▶ ASSIGNED TASK: Scan the records for "trunk". Report each line that includes it.

▶ WORKING DATA:
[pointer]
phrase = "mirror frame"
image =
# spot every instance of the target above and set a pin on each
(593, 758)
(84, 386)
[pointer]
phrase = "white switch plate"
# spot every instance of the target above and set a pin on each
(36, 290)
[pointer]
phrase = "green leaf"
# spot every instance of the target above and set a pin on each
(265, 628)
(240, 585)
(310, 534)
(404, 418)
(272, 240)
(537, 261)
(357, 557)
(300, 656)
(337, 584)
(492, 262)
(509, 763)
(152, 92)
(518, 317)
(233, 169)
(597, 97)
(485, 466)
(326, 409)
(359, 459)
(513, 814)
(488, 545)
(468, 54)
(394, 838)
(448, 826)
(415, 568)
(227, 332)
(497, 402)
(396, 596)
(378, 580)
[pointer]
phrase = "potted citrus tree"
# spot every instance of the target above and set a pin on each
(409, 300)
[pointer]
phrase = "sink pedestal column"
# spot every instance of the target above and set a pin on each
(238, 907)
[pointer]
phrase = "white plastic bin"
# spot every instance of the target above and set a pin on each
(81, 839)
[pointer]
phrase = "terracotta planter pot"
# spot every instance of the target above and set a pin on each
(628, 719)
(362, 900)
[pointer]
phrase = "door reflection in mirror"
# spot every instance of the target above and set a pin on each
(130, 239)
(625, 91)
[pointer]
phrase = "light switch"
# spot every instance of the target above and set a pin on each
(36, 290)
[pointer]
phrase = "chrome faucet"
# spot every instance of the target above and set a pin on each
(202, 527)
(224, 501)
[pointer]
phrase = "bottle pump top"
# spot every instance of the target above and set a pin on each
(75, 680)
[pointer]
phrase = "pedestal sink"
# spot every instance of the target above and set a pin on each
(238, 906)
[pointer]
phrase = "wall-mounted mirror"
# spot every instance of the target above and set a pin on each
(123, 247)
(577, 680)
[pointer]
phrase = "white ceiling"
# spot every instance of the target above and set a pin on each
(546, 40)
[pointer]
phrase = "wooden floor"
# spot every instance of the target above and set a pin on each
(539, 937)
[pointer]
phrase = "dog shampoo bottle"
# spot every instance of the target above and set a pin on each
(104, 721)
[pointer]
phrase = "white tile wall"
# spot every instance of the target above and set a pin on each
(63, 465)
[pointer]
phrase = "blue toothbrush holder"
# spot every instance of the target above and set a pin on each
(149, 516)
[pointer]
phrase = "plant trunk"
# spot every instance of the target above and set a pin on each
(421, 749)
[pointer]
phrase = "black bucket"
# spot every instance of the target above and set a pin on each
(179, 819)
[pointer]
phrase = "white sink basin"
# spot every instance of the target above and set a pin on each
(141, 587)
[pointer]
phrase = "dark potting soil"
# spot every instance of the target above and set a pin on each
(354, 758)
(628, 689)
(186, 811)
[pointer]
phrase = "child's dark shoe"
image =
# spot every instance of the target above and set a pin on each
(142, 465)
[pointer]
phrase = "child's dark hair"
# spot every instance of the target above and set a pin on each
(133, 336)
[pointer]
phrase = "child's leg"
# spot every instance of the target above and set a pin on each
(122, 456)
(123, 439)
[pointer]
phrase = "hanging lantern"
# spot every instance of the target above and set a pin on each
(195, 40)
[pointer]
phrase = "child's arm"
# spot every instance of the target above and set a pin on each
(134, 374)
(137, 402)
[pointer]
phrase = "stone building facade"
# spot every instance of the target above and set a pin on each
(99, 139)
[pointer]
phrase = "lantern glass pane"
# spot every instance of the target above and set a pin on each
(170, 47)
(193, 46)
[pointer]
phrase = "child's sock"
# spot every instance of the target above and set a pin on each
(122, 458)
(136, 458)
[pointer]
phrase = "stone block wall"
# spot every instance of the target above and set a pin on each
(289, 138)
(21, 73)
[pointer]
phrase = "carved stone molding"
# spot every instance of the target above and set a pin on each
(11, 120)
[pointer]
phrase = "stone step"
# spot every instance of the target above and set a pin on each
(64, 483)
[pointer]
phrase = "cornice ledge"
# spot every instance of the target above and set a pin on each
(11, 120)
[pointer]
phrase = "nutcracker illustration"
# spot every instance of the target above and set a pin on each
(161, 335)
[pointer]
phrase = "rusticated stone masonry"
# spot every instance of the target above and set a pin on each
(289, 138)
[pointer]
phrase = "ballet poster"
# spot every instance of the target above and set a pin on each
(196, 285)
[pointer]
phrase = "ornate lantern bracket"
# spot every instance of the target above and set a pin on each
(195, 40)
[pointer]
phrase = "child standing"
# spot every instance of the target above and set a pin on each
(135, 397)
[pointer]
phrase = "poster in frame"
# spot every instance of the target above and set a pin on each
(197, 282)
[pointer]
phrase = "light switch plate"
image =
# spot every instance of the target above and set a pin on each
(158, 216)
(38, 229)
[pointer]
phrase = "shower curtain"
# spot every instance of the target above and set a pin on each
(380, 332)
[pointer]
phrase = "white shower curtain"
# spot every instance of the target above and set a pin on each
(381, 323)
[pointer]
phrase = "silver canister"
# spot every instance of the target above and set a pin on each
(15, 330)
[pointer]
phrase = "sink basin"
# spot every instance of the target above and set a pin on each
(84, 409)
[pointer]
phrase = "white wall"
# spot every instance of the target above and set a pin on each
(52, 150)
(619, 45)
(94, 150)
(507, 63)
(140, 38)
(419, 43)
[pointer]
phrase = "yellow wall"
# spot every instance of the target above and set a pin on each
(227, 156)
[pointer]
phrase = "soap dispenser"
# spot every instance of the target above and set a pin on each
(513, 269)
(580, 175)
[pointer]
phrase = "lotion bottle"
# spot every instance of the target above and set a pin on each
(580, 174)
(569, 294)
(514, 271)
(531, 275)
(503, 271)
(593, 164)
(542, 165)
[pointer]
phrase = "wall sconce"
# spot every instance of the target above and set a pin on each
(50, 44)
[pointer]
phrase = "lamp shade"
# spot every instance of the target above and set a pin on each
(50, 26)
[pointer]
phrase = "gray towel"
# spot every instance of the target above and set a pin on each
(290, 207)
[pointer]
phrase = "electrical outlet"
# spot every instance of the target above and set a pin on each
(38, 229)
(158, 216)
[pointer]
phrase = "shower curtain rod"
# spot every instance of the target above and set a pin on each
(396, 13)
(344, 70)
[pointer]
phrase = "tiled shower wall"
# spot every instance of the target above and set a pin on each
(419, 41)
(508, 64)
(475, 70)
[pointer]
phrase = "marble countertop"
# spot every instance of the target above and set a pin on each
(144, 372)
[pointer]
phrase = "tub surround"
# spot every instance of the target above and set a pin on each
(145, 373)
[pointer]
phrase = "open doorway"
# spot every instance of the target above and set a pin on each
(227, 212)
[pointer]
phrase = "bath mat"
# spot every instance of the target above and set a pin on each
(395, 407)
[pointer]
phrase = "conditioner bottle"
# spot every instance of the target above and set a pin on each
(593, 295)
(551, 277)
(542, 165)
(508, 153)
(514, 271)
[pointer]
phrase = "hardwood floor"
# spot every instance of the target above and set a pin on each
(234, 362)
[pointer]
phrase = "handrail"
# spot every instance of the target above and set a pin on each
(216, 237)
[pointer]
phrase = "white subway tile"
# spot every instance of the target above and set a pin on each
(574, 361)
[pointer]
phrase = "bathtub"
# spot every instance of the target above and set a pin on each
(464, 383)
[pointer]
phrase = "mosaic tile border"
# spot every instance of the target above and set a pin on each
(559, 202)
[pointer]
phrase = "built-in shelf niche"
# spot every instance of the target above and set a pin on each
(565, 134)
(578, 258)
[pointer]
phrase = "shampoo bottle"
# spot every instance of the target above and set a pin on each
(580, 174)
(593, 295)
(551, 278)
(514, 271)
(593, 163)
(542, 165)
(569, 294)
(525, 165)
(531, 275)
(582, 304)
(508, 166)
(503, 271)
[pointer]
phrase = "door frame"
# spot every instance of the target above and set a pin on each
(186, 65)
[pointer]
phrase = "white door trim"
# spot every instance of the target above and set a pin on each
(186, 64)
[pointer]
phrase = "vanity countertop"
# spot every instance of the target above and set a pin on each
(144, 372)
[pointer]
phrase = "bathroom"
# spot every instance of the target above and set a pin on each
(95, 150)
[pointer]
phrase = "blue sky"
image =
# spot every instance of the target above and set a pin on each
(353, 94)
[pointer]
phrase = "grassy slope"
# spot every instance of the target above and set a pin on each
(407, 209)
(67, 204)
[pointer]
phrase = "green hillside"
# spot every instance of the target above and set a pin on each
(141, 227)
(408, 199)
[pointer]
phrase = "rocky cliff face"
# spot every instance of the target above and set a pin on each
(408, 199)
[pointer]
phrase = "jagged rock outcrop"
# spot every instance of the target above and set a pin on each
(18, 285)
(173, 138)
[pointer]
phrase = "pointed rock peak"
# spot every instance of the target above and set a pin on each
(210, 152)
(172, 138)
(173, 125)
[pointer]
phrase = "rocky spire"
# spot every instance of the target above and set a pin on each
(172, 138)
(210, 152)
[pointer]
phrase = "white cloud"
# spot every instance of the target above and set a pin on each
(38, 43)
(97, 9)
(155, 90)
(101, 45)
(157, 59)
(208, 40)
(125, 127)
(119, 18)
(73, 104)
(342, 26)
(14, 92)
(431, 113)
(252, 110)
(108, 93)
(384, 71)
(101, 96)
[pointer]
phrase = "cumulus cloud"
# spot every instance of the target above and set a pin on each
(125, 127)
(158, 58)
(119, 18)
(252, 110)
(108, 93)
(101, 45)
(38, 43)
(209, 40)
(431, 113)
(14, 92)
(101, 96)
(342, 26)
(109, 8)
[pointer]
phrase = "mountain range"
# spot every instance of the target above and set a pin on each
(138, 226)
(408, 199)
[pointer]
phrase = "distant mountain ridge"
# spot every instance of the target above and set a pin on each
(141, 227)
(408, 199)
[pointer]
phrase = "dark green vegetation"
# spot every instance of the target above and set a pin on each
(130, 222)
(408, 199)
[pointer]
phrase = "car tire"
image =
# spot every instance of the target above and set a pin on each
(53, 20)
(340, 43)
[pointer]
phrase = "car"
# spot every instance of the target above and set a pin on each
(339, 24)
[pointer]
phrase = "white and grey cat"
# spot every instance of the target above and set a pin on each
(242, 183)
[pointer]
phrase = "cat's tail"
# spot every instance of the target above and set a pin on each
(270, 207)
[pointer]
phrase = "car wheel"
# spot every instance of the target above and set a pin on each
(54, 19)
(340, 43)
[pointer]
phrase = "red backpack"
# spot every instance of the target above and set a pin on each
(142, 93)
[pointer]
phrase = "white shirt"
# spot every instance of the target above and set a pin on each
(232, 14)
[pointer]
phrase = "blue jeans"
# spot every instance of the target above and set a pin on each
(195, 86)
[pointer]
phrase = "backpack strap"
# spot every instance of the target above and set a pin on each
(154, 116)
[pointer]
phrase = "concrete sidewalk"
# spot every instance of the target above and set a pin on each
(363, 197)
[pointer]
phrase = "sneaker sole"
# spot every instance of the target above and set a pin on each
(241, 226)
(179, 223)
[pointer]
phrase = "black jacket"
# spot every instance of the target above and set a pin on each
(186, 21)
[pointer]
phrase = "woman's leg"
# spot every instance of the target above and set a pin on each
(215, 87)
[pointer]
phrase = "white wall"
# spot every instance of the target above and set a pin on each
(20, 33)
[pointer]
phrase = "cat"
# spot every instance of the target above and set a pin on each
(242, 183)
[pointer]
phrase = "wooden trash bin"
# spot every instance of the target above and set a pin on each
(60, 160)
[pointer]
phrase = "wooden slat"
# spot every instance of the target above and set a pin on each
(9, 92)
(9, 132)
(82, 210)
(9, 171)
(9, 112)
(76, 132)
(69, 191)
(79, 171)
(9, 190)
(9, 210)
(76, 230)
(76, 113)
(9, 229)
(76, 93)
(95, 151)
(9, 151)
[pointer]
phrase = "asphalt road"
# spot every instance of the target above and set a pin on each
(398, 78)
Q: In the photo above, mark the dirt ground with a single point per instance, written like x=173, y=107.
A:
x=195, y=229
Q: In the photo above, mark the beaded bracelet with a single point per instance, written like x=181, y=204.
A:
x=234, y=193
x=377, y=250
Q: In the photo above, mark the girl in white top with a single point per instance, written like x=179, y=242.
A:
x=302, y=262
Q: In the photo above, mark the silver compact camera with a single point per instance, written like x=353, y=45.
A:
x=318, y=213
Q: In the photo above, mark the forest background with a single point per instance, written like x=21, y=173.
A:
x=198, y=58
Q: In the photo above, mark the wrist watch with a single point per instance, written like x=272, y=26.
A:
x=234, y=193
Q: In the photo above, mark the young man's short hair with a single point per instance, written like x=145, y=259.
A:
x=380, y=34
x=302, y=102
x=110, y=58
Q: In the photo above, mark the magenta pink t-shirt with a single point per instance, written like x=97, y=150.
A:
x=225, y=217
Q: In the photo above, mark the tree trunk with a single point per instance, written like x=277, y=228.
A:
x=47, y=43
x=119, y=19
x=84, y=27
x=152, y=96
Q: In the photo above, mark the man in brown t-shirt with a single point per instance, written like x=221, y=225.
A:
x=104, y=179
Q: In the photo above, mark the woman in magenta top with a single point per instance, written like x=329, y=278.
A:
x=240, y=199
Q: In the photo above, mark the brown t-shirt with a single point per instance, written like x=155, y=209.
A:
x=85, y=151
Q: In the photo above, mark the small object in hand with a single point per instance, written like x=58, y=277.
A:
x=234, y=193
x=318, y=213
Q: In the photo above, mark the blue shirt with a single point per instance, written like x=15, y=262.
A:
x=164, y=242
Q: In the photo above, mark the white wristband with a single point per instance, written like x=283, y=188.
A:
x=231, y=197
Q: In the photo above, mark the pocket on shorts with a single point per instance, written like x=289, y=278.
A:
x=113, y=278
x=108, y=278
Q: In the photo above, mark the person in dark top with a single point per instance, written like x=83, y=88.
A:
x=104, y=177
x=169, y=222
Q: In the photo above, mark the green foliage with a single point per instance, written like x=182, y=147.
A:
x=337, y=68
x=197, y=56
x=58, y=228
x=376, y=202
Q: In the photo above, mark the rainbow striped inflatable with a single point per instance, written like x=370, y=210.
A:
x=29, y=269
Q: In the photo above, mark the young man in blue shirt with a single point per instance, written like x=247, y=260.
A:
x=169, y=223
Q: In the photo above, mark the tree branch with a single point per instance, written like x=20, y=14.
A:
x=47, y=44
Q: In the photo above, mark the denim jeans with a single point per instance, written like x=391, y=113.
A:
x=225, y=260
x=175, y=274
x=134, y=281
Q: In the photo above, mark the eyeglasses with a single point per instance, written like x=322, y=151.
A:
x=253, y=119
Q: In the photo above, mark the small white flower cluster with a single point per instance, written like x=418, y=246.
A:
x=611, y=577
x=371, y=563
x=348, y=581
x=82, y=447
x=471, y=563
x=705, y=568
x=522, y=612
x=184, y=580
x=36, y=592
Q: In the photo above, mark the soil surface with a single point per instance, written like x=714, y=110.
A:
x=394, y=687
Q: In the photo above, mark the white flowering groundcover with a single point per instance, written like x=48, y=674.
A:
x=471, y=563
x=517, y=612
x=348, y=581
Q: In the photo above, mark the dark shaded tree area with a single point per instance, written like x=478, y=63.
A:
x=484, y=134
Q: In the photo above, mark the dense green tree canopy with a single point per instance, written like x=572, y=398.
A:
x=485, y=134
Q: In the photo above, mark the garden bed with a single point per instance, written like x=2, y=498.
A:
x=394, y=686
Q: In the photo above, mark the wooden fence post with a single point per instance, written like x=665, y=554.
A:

▶ RESPONSE BELOW:
phrase = "plant trunk"
Q: In the photo above, mark the tree trunk with a single point per instance, written like x=277, y=228.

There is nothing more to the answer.